In the tea post below, what two flavors are blended into the Love Song Black Tea?

Text provided →

______

First, a sip of history:
Founded in 1854 and named for a family with a long history of trading in various goods, Mariage Frères supplied tea and tea accessories to hotels and salons of the noble classes. The main shop has 650+ teas from 36 countries including rare varietals and their signature blends based in perfume tradition.
Love Song Black Tea
This tea embodies the romantic notions of Paris to me, with the flavors of roses and almonds in a black blend base. There are actual rose petals and pieces of almonds not just flavoring. There are no further details on the blend on the website, but I found it can be steeped to a deep strength or to a lighter brew by adjusting the amount of tea without losing balance. It is a quite broken leaf so the steep is quick. At 3 minutes, using my usual amount of tea it was quite strong.
The blend has a lovely balance between the almond and rose flavors – neither overwhelm the tea blend which tastes like it includes a bold Indian leaf. The sweetness of the blend is brought out in different ways when adding cream and/or sweetener of choice. I found I could drink this with or without milk if I brewed it light to average strength. The Love Song Tea line includes a green and a rooibos version also.
Tea & Champagne
We decided to say hello to the New Year with a bubbly glass of fun that includes tea of course. Mixing champagne (or sparkling wine) with other flavors is hardly new. If you have not yet paired the bubbly with tea you may want to try these combinations for any time you are feeling festive – birthdays, weddings, launching of a new project or just because life is worth celebrating.
A very simple, low effort way is pairing a pre-made kombucha of your choice with a champagne/prosecco/sparkling wine. I like the brut or dry versions for a less sweet result. If you put the kombucha in your flute first then pour the bubbly leaving some room at the top you can perfect your mix adding more kombucha or bubbles to taste.
Another option is to steep a strong tea of choice to mix with your bubbly. That is what I did with the Love Song black tea. General suggestion: Steep double the amount of tea you would usually use for a cup in half the water. Here is the lowdown:
I am looking forward to a new year of festive tea adventures to share with you and wish you all many reasons to celebrate in the coming year! Cheers all!

______

Dataset content →
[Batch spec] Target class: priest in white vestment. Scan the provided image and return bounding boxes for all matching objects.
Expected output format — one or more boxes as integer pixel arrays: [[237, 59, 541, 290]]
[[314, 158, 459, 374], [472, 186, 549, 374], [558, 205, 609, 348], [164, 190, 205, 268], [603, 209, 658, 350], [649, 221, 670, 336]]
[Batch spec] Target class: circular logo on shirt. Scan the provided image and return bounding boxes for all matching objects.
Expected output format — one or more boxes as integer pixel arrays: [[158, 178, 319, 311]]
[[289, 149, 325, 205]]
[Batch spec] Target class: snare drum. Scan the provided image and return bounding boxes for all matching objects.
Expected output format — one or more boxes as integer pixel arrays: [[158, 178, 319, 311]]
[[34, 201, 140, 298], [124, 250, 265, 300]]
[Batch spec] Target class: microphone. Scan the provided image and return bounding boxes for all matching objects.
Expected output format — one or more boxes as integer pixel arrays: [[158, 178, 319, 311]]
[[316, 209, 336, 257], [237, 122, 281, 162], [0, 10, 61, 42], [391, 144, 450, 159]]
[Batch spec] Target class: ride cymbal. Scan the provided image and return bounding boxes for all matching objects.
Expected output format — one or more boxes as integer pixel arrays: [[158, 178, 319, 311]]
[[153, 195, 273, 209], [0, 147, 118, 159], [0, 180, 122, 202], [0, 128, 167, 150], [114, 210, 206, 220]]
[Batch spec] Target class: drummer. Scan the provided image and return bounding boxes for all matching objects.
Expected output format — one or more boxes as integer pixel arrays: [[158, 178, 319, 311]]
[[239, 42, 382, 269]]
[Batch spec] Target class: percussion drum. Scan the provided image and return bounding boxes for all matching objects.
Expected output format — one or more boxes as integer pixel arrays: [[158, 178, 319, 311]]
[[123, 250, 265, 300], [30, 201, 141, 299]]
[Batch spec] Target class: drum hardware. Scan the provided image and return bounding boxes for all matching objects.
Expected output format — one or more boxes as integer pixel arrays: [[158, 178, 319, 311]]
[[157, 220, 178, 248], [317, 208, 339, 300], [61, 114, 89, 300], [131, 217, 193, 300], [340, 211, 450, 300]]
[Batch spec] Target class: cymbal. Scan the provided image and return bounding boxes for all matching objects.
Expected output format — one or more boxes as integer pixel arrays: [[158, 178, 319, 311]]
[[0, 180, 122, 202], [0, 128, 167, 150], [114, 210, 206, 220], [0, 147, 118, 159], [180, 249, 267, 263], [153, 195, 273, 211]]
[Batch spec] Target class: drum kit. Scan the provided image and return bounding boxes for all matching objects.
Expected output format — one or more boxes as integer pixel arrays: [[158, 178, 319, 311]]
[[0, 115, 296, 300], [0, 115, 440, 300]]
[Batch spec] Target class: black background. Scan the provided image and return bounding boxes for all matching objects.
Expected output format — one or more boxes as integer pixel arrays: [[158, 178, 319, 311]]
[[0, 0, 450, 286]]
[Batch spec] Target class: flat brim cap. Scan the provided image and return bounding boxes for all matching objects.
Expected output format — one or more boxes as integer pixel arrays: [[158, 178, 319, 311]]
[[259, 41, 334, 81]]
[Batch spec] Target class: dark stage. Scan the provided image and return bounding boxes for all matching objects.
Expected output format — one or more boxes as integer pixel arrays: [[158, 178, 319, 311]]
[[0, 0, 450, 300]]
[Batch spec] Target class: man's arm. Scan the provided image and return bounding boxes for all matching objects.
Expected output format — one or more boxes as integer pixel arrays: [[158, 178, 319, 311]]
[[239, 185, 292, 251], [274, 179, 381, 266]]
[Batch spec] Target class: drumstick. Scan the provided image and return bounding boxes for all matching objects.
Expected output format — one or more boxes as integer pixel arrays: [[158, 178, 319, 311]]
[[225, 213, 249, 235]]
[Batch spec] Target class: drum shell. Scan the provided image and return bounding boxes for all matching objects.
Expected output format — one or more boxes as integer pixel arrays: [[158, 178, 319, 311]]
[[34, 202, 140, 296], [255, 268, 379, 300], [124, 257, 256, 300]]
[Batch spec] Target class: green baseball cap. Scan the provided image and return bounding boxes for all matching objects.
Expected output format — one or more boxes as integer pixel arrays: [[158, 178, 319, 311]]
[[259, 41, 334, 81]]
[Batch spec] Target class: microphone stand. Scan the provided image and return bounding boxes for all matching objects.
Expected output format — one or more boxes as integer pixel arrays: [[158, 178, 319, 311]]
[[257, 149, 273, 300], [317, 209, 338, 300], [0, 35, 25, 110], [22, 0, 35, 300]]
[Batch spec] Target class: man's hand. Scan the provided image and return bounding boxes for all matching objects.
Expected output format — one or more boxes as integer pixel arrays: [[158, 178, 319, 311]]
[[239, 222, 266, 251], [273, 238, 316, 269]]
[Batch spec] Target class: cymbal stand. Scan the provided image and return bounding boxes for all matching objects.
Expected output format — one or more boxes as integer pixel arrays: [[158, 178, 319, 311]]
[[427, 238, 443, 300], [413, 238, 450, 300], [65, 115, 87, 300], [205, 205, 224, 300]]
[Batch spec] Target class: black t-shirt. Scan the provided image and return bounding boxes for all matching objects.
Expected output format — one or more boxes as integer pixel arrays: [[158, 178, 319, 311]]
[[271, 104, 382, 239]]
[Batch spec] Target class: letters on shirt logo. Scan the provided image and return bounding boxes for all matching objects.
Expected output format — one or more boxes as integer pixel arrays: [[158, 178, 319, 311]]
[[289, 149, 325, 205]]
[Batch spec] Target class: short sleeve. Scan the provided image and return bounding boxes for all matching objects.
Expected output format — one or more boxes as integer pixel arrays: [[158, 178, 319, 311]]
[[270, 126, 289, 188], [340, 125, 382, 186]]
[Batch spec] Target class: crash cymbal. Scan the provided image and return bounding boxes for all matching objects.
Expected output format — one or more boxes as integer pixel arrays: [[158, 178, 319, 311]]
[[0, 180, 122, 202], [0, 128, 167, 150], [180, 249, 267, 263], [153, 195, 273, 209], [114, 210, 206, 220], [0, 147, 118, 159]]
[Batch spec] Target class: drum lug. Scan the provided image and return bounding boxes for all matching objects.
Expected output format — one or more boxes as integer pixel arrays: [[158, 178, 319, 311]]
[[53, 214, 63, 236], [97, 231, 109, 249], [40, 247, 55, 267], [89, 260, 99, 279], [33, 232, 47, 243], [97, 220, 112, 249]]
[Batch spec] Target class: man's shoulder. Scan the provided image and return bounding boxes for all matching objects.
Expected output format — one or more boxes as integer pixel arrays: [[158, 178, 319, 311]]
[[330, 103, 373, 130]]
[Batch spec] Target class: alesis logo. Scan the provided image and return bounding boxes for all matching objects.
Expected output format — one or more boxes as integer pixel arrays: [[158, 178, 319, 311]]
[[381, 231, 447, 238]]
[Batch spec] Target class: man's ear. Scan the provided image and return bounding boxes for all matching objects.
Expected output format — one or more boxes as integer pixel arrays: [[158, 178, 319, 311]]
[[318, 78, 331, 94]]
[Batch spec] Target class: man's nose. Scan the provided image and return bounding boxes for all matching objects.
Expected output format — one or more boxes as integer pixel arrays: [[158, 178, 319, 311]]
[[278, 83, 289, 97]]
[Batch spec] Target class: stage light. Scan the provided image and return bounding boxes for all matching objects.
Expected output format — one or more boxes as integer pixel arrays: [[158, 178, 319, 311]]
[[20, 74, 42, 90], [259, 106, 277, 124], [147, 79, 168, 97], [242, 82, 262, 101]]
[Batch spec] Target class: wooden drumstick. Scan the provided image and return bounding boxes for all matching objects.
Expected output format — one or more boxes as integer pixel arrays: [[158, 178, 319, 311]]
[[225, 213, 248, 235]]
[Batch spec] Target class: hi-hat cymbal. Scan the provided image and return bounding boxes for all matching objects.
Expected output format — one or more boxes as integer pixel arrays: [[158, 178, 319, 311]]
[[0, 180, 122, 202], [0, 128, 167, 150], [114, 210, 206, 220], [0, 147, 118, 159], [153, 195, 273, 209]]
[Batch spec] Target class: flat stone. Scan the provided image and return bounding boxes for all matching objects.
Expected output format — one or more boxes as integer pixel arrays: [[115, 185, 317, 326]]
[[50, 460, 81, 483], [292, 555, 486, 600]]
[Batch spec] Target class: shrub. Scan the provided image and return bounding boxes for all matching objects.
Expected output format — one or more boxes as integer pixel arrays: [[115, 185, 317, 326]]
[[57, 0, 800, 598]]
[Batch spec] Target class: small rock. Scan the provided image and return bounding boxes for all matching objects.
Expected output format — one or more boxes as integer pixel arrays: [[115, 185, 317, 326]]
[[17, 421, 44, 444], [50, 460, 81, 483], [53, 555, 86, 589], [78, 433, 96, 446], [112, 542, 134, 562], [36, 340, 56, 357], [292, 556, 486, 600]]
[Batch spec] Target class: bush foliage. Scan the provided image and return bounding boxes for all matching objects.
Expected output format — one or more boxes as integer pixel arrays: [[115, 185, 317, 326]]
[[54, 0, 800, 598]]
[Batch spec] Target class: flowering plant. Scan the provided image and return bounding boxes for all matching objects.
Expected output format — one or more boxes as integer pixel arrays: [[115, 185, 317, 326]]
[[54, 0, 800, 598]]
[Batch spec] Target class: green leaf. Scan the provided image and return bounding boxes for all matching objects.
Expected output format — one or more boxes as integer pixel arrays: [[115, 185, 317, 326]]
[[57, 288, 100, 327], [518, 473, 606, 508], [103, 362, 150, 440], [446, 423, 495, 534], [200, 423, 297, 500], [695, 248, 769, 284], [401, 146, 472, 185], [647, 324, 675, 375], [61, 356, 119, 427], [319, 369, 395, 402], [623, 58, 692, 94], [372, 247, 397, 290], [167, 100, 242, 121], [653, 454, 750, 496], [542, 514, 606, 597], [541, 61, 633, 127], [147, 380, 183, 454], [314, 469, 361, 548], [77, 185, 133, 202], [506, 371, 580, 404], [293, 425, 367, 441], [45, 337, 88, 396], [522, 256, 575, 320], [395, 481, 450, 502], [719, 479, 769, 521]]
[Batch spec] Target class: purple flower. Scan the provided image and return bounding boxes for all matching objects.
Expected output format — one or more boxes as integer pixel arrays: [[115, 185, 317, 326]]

______

Result for this task → Roses and almonds.